Question

The glucose uniporter GLUT1 has a Km of 1.5 mM, and GLUT2 has a Km of 20mM for D-glucose. At a concentration of 5 mM, what is the rate of GLUT1 transport relative to GLUT2 transport? The Vmax may be assumed to be the same for both.

a. 3.8-fold slower

b. equal

c. 3.8-fold faster

Please show the steps I would take to find the answer

Answer 1

Answer: Option A is correct
Explanation:
Km = Substrate concentration at which the reaction rate is half the Vmax.
Km is inversely proportional to the enzyme affinity.
Greater the Km, lower is the affinity.
Lesser the Km, greater is the affinity.

In the given case, GLUT-1 has less Km compared to GLUT-2.
So, GLUT-2 will have less reaction rate at the given [S] as compared to GLUT-1.

Answer 2

The rate of transport for each uniporter can be calculated using the Michaelis-Menten equation:

v = (Vmax*[S]) / (Km + [S])

Where v is the rate of transport, [S] is the substrate concentration, Vmax is the maximum rate of transport, and Km is the Michaelis constant.

For GLUT1:

v1 = (Vmax*[S]) / (Km1 + [S])

For GLUT2:

v2 = (Vmax*[S]) / (Km2 + [S])

We are given that [S] = 5 mM, Km1 = 1.5 mM, and Km2 = 20 mM. We are also told that Vmax is the same for both transporters. Therefore, the relative rate of transport for GLUT1 compared to GLUT2 can be calculated as:

v1 / v2 = [(Vmax*[S]) / (Km1 + [S])] / [(Vmax*[S]) / (Km2 + [S])]

v1 / v2 = (Km2 + [S]) / (Km1 + [S])

v1 / v2 = (20 + 5) / (1.5 + 5)

v1 / v2 = 25 / 6.5

v1 / v2 = 3.8

Therefore, the answer is (a) 3.8-fold slower.

== Provided records ==
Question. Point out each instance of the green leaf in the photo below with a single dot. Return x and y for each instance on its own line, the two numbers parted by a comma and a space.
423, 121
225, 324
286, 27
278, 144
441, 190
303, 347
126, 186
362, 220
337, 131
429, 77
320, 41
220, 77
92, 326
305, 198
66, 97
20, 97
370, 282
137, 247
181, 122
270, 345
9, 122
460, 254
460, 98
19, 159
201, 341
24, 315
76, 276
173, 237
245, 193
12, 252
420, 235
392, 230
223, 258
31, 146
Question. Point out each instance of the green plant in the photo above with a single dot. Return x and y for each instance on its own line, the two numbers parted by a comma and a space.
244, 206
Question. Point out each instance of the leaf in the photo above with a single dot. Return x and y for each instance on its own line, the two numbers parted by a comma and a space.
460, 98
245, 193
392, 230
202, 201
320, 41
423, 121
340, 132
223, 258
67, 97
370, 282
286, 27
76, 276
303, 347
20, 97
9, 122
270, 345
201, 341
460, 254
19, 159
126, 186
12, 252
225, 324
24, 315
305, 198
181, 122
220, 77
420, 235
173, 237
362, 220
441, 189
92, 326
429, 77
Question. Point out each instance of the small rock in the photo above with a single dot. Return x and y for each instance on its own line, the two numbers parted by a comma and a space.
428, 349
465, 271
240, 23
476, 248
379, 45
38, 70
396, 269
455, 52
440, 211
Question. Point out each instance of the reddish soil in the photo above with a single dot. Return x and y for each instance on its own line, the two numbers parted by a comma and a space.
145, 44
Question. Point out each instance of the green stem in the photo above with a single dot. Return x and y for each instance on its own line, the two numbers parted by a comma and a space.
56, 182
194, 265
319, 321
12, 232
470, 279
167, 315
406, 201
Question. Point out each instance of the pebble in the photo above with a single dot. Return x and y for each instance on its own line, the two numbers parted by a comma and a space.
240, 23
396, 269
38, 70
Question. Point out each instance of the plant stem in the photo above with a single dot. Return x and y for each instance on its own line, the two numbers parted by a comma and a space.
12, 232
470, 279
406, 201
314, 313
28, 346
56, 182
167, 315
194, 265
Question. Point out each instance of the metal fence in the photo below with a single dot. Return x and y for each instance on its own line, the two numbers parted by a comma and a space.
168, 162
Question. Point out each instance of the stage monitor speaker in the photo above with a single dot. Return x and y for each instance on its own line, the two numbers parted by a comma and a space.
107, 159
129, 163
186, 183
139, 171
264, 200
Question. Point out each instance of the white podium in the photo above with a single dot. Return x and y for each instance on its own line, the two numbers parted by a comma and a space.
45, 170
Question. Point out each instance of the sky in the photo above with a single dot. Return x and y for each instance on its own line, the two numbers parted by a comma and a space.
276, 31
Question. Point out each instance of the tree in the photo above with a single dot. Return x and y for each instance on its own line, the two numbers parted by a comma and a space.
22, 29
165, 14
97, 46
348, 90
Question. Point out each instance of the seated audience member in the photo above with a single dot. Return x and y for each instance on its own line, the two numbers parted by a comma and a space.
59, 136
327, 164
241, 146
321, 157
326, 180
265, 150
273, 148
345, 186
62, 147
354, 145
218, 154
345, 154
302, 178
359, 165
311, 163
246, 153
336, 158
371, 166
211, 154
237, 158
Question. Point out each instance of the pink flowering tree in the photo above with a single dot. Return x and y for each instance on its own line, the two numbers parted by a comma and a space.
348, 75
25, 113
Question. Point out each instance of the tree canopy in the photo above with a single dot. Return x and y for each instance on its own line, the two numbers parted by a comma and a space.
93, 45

== Required work ==
(a) Answer these from the GLUT1/GLUT2 thread:
(i) What Km does the question give for GLUT2?
(ii) How does Answer 1 define Km?
(iii) Which equation does Answer 2 use to calculate the rate of transport?
(b) In the GLUT1/GLUT2 thread, rewrite the paragraph beginning "Where v is the rate of transport" as a list.
(c) Pull out everything in the GLUT1/GLUT2 thread from "Where v is the" down to "v1 = (Vmax*[S]) / (Km1 + [S])", copied character for character.
The data above has no role here.

== Per-task answers ==
(a)
(i) 20 mM
(ii) The substrate concentration at which the reaction rate is half the Vmax.
(iii) The Michaelis-Menten equation.

(b)
- v: rate of transport
- [S]: substrate concentration
- Vmax: maximum rate of transport
- Km: Michaelis constant

(c)
Where v is the rate of transport, [S] is the substrate concentration, Vmax is the maximum rate of transport, and Km is the Michaelis constant.

For GLUT1:

v1 = (Vmax*[S]) / (Km1 + [S])